Set problem a » Summarize the 31 Days of Horror excerpt in two sentences.

━━ Page extract ━━

Welcome to 31 Days of Horror, where I’ll cover at least two noteworthy horror films a day for the entirety of the month. That’s 31 Days of Horror and 62+ scary movies perfect for a cold, dark October night. Be sure to visit Geeks of Doom every day this month for a double-shot of chills and thrills!
Today’s double-shot features a couple of comical send-ups to the horror genre with Jim Sharman‘s 1975 cult musical The Rocky Horror Picture Show and Mel Brooks‘ 1974 classic, Young Frankenstein. Two doctors who would love nothing more than to make you a man…
Narrated by The Criminologist (Charles Gray), The Rocky Horror Picture Show tells the story of newly-engaged couple Brad Majors (Barry Bostwick) and Janet Weiss (Susan Sarandon), who find themselves lost in the woods with a flat tire on a dark and dreary night. Searching for a phone to call for help, the terminally heterosexual couple find a secluded castle where they discover a group of bizarre and sketchy folks attending an Annual Transylvanian Convention.

━━━

Set problem b » Turn every line of the rows below into a JSON list of strings, one string per line, with the blank lines left out.

━━ Dataset entries ━━

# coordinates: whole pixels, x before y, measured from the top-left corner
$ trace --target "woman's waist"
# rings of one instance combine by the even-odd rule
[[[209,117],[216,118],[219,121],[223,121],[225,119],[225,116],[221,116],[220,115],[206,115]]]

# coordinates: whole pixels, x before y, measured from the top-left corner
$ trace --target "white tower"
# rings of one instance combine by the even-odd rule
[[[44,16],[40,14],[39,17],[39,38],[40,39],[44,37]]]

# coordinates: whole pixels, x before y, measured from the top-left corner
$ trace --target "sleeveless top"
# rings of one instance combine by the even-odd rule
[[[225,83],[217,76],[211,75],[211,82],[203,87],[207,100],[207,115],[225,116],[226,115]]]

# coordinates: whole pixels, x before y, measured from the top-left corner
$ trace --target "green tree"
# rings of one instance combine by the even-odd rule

━━━

Complete response a » The 31 Days of Horror excerpt introduces a month-long series on Geeks of Doom that covers at least two noteworthy horror films a day, and today's pair is the comical send-ups The Rocky Horror Picture Show (1975) and Young Frankenstein (1974). It then describes how The Rocky Horror Picture Show follows newly engaged Brad Majors and Janet Weiss, who get lost in the woods with a flat tire and find a secluded castle hosting an Annual Transylvanian Convention.

Complete response b »
[
  "# coordinates: whole pixels, x before y, measured from the top-left corner",
  "$ trace --target \"woman's waist\"",
  "# rings of one instance combine by the even-odd rule",
  "[[[209,117],[216,118],[219,121],[223,121],[225,119],[225,116],[221,116],[220,115],[206,115]]]",
  "# coordinates: whole pixels, x before y, measured from the top-left corner",
  "$ trace --target \"white tower\"",
  "# rings of one instance combine by the even-odd rule",
  "[[[44,16],[40,14],[39,17],[39,38],[40,39],[44,37]]]",
  "# coordinates: whole pixels, x before y, measured from the top-left corner",
  "$ trace --target \"sleeveless top\"",
  "# rings of one instance combine by the even-odd rule",
  "[[[225,83],[217,76],[211,75],[211,82],[203,87],[207,100],[207,115],[225,116],[226,115]]]",
  "# coordinates: whole pixels, x before y, measured from the top-left corner",
  "$ trace --target \"green tree\"",
  "# rings of one instance combine by the even-odd rule"
]